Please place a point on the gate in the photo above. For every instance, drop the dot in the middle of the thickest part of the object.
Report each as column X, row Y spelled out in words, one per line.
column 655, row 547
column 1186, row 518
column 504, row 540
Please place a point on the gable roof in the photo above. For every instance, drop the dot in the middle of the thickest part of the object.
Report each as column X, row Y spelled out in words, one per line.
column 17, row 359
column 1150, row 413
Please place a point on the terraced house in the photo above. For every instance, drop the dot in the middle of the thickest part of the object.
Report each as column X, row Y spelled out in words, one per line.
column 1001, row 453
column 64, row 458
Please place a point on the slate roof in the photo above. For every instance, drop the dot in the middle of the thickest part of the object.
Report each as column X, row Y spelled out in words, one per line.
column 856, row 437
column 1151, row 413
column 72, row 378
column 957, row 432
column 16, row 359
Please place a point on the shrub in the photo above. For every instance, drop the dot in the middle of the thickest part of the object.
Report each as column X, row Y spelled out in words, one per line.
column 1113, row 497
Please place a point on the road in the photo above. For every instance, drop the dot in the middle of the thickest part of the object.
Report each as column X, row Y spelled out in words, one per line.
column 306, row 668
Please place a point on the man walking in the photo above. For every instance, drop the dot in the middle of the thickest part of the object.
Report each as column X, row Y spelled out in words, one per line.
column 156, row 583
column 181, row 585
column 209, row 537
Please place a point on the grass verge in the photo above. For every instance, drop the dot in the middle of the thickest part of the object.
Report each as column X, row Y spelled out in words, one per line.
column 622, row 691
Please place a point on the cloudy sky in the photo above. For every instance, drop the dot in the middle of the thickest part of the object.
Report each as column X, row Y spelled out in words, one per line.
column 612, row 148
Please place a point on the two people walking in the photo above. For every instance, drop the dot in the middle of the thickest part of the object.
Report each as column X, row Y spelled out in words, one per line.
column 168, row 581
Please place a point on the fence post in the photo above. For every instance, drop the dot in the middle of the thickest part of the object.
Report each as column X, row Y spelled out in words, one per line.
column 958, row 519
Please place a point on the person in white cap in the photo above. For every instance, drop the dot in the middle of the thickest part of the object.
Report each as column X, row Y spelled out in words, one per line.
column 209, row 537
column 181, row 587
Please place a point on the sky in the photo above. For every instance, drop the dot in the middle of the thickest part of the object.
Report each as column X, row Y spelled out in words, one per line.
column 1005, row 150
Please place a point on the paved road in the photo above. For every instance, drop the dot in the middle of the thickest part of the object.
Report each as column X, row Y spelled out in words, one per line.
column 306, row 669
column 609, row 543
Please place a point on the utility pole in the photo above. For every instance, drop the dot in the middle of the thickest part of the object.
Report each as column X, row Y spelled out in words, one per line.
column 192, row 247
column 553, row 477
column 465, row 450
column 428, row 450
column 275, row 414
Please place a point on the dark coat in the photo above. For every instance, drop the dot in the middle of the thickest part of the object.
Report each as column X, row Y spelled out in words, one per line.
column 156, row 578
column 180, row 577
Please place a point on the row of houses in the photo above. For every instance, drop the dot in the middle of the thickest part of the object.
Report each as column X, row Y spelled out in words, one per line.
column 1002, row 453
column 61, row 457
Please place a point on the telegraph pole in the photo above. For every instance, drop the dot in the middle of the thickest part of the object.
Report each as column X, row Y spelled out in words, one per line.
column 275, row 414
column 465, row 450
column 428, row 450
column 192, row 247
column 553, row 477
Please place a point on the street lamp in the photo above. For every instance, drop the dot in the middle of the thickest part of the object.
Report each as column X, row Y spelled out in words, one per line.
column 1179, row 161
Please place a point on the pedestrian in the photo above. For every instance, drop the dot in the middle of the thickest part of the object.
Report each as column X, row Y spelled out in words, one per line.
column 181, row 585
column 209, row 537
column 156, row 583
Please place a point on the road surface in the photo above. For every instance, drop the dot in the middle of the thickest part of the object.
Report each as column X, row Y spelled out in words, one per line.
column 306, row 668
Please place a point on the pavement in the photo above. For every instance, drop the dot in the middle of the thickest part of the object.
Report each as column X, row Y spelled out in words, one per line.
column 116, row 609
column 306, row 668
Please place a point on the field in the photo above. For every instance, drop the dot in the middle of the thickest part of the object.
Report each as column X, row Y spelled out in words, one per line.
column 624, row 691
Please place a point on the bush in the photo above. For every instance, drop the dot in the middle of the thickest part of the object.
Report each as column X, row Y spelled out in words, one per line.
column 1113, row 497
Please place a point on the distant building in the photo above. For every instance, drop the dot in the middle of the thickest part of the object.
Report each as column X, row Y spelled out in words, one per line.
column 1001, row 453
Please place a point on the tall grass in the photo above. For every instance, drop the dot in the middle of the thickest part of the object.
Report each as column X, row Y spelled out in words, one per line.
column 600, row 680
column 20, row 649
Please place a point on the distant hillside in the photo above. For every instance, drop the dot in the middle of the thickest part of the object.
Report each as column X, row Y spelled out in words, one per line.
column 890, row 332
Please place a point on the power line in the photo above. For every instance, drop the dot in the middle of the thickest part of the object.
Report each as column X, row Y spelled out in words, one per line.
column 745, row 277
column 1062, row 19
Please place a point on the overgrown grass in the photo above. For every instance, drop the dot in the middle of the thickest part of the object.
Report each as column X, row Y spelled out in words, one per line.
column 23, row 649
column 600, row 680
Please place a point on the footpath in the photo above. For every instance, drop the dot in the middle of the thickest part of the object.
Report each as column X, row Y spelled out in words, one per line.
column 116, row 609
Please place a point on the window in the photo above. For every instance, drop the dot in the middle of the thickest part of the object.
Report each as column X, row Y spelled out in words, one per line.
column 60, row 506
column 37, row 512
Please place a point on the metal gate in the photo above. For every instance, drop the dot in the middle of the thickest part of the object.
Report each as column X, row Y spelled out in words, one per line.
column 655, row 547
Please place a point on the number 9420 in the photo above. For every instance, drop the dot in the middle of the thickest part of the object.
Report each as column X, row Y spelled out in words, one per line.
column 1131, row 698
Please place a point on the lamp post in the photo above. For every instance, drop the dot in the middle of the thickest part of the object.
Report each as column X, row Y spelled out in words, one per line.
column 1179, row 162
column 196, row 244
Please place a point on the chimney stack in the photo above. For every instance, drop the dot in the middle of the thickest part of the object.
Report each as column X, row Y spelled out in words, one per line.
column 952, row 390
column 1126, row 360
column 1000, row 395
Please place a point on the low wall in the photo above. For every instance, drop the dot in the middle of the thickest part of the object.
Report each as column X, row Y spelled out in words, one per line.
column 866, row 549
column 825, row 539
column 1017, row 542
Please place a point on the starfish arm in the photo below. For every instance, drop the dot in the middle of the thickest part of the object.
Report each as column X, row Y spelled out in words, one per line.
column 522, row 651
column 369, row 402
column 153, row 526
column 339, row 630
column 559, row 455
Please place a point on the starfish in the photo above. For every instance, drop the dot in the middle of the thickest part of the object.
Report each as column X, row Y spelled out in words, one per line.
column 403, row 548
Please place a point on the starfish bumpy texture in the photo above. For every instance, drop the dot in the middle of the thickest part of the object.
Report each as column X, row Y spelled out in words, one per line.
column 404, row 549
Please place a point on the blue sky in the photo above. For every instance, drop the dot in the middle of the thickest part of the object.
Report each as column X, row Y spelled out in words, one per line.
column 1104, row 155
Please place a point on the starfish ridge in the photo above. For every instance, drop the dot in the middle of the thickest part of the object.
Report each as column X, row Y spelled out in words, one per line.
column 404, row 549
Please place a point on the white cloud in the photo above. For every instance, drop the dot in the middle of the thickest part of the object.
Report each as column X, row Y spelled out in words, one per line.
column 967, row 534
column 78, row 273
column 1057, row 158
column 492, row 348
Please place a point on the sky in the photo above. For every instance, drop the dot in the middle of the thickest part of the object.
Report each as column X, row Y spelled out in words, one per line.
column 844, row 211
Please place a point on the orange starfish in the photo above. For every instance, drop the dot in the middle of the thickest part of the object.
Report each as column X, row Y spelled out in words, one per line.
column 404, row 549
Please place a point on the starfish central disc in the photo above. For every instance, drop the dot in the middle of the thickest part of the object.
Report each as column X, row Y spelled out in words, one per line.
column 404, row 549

Your objective: Find and copy each line of the data where "starfish" is present.

Answer space:
Please place a point on the starfish arm in the photo below. For every instance, drop the dot in the middle of the thickest part of the object.
Please place a point on the starfish in the photo above. For every instance, drop the dot in the middle of the thickest part of the object.
Please place a point on the starfish bumpy texture in the photo above. For every instance, drop the dot in the middle of the thickest part of the object.
Please place a point on the starfish ridge in the photo above. For every instance, drop the dot in the middle of the thickest part of the object.
Please place a point on the orange starfish in the photo above. For every instance, drop the dot in the middle of the thickest part of the object.
Please place a point on the starfish central disc in the photo above. For every instance, drop the dot in the middle of the thickest part of the object.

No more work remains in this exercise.